> [TASKS FOR THIS EXERCISE]
[a] In the personal essay about fearing marriage, what can a married person no longer have for breakfast or for dinner?
[b] Pick up the personal essay on fearing marriage and motherhood after its last sentence and write the next part.

> [READING PASSAGE]
--- START ---
I’m writing this at a safe time so nobody can read it and report me to my mother. The woman is praying so hard for me to get married and I’m here on Delilah’s internet spreading contrary vibes. God forgive me. Anyway, let’s get into it. I’m scared of marriage and motherhood.
I’m old enough to have seen quite a few of my contemporaries take the leap and while some of it is appealing to me (cue in guilt-free sex), some of it isn’t (calling somebody daddy wa).
Marriage feels like having people in your space forever and never being able to get rid of them. First it’s your husband and then the little human beings you decide to bring into the world. It feels like the final nail in the adulting coffin.
When you’re single, you can still spread baby girl vibes but when you’re married, you have to be a grown up for real. There’s no escape. You can’t drink garri for breakfast or eat noodles for dinner. You have to take your folic acid and disinfect bottles. One stupid mistake and you could end up in the hospital with a sick child. Scary stuff.
--- END ---
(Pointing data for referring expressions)
--- START ---
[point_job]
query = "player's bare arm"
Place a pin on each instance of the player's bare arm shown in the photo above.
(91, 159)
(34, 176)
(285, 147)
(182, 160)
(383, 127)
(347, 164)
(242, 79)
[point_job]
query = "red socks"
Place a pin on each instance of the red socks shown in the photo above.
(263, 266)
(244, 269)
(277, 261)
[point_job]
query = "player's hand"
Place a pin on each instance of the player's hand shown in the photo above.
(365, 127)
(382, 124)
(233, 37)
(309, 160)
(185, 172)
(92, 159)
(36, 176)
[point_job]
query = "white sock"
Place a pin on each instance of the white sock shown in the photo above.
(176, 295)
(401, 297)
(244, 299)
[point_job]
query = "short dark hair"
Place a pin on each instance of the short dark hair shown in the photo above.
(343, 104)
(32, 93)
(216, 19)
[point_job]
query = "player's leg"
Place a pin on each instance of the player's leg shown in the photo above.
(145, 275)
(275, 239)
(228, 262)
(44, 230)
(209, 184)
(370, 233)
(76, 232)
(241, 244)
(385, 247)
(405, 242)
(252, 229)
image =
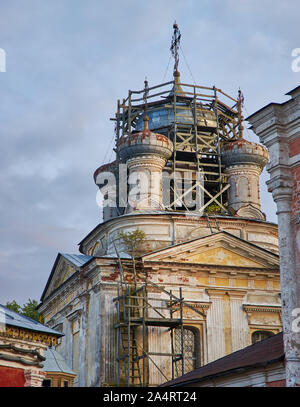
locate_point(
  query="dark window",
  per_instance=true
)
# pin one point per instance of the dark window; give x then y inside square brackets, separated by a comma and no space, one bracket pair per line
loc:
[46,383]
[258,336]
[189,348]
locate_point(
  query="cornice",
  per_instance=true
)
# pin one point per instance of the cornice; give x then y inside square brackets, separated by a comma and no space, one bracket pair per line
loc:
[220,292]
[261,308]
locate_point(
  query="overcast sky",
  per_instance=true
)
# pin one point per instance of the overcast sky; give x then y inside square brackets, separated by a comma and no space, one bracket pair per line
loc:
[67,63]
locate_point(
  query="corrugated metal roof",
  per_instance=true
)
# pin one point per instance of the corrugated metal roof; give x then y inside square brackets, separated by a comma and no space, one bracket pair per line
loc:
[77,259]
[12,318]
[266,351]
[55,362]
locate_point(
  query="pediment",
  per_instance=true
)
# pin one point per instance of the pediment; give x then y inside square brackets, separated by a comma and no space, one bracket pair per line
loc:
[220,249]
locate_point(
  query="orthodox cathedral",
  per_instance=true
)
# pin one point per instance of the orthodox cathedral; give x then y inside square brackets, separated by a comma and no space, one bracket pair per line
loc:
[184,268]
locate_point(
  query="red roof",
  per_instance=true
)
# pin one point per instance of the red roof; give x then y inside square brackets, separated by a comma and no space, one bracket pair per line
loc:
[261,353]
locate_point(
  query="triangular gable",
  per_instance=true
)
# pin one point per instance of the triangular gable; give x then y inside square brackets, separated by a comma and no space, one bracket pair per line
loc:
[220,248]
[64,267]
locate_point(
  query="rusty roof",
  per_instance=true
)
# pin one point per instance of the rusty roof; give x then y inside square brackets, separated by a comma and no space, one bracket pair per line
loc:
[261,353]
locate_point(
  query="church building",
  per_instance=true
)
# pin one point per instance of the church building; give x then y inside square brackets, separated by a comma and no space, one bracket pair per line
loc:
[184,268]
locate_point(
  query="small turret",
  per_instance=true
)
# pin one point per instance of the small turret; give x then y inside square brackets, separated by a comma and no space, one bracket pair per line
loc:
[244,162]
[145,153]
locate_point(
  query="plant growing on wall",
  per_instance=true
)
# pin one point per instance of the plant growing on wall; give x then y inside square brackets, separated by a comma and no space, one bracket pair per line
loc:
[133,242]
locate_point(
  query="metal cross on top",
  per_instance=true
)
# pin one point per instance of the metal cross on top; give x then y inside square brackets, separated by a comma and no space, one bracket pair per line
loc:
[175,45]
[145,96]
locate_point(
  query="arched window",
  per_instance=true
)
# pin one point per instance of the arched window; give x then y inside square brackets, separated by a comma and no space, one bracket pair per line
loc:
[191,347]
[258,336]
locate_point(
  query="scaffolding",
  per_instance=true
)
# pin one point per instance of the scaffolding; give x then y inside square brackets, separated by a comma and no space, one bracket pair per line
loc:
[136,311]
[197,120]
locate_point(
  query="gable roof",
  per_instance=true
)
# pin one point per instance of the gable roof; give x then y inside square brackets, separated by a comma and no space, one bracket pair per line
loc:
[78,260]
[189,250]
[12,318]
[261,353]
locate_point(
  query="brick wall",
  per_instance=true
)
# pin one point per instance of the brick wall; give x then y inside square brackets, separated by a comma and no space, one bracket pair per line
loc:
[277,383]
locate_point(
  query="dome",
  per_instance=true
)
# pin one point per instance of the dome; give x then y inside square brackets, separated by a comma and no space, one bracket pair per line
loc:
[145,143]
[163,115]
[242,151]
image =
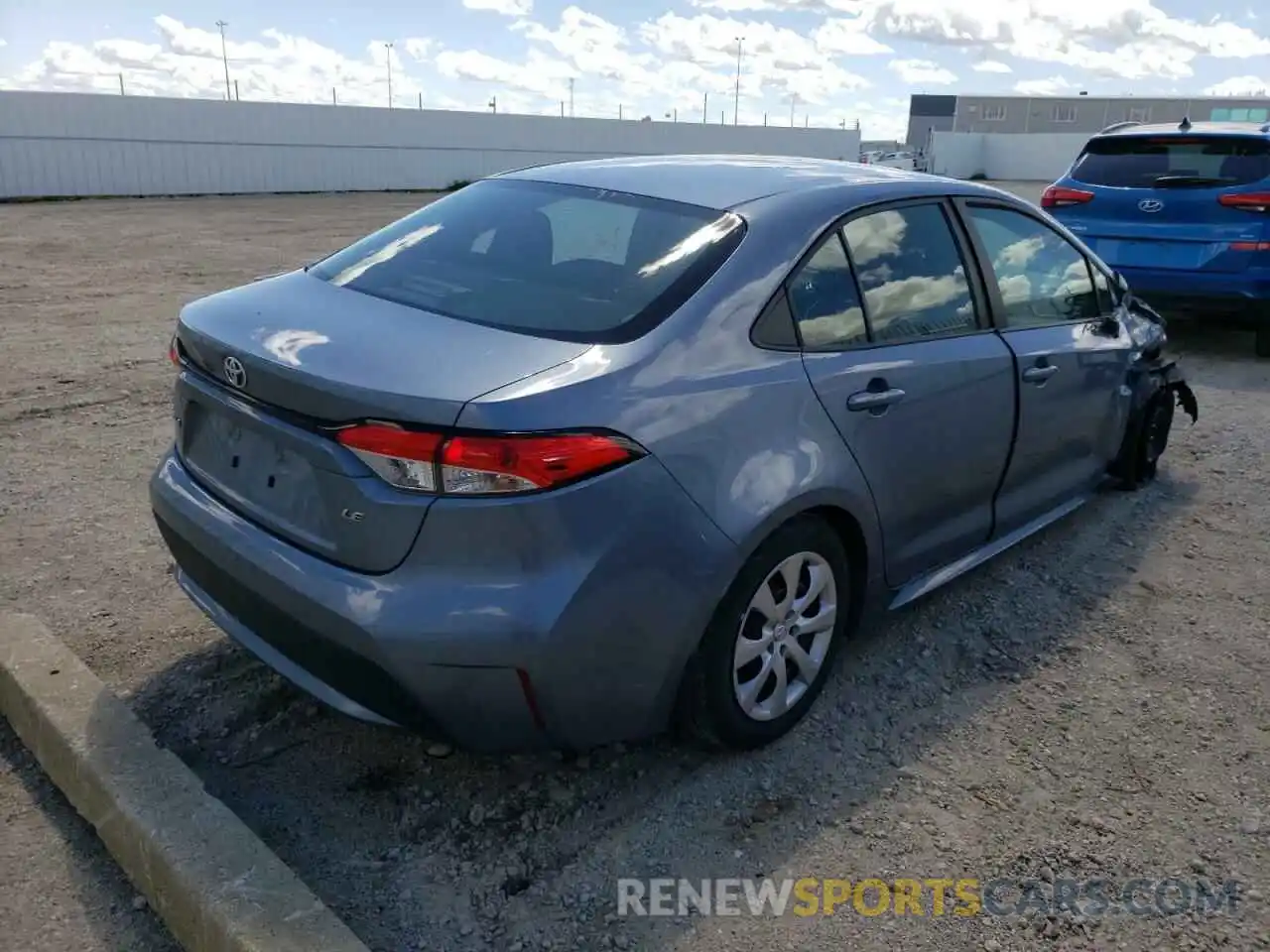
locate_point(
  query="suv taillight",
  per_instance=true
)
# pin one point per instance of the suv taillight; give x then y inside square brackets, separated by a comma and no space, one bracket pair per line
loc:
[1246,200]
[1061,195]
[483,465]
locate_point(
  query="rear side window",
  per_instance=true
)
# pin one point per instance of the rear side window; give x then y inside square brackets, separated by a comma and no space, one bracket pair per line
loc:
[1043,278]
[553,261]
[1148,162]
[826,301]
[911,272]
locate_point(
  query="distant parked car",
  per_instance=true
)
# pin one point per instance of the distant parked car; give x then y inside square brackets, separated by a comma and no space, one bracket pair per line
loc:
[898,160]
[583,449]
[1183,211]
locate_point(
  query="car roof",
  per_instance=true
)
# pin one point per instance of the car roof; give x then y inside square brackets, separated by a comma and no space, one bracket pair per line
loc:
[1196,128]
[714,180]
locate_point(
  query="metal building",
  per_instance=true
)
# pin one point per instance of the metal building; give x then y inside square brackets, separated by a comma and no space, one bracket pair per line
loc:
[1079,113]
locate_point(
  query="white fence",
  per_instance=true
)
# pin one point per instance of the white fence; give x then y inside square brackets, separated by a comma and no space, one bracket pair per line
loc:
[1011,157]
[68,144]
--- END ---
> [WRITTEN RESPONSES]
[a] Garri for breakfast or noodles for dinner.

[b]
Then can we talk about all the changes to your body. My butt is already huge, how will it look when I’m pregnant?! Jesus be a fence! And my cute little nose and my almost flat belly that I’ve been managing all this while. Will I have to tie wrappers and deal with being called “Mummy somebody”? People everywhere are already trying to call me Aunty Jola. I’m not an aunty, I’m just a sweet baby girl.
I know I sound vain but nobody ever warns you about this stuff. It’s a big deal and it’s normal to be scared. Okay this was a whole article about me panicking about a future that is bound to happen. I will get married and I will have kids and I’ll love it.
Hopefully I can regain some semblance of normalcy in my life afterwards but seeing as I still stress my mum for grilled chicken at my grand old age, I should probably forget about it. Ah well, c’est la vie.